--- INSTRUCCIONES ---
1) Indica si cada afirmación concuerda con el hilo sobre Can, Son y Sa, respondiendo sí o no y citando literalmente las palabras del hilo que lo deciden. (a) Según ampurdan, "ca" significa "casa de". (b) La forma femenina "na" ya no se usa en ningún lugar. (c) Según avellanainphilly, el artículo en mallorquín es "son".
2) Copia literalmente el tramo del hilo sobre Can, Son y Sa que va desde "Por cierto, ese" hasta "Moltes gràcies!!!".

# Can, Son, Sa...



## Cicerón

¡Hola, amigos forenses! 


En primer lugar, disculpadme por no escribir en catalán. Lo poco que sé no me llega para preguntar algo correctamente. Espero que todos me entendáis.


En segundo lugar expongo mi duda: Me preguntaba si me podríais aclarar qué significan, de dónde vienen y cuándo se utilizan las palabras que he puesto en el título: Can, Son y Sa. No sé si hay alguna más, por eso he puesto los puntos suspensivos.

No sé si se utilizan sólo en topónimos, pero es donde yo las he visto. Tampoco sé si tienen relación entre sí. Os pongo algunos ejemplos: _Can Padró, Sa Pobla, Son Moix...

_
Moltes gràcies


----------



## jester.

Hola.

Sa, S' y Son son, que yo sepa, los artículos definidos del catalán mallorquín, así que son equivalentes a el, la, los y las en castellano.

Lo de "can" ya no lo sé.


----------



## ampurdan

"Ca" significa "casa de". Por ejemplo, "voy a casa de Enrique" se diría "vaig a ca l'Enric".

"Can" es la contracción de "ca" y "en". "En" aquí no es la preposición, sino un artículo usado ante los nombres de persona masculinos: En Jaume, en Joan, en Pere, siempre que no empiecen por vocal: l'Enric, l'Andreu, l'Albert. La forma femenina "na" todavía se usa en las islas.

Por lo tanto, "Can Padró" siginfica "casa de Padró" o "casa de los Padró". 

Por cierto, ese "en/na" tiene la misma raíz etimológica que "don/doña" en castellano, el latín "dominus", que quiere decir señor.


----------



## Cicerón

Moltes gràcies!!!


----------



## avellanainphilly

Hola Cicerón,

Solo una aclaración sobre el "son". No es el artículo en mallorquín (que es "es"), sino que significa algo así como "aquello que partenece a". Quizás algún mallorquín nos lo podría confirmar.

--- DATOS PROPORCIONADOS ---
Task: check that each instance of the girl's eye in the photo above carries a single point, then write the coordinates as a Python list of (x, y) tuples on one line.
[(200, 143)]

--- RESPUESTAS POR TAREA ---
1)
(a) Sí: «"Ca" significa "casa de".»
(b) No: «La forma femenina "na" todavía se usa en las islas.»
(c) No: «No es el artículo en mallorquín (que es "es")»

2)
Por cierto, ese "en/na" tiene la misma raíz etimológica que "don/doña" en castellano, el latín "dominus", que quiere decir señor.


----------



## Cicerón

Moltes gràcies!!!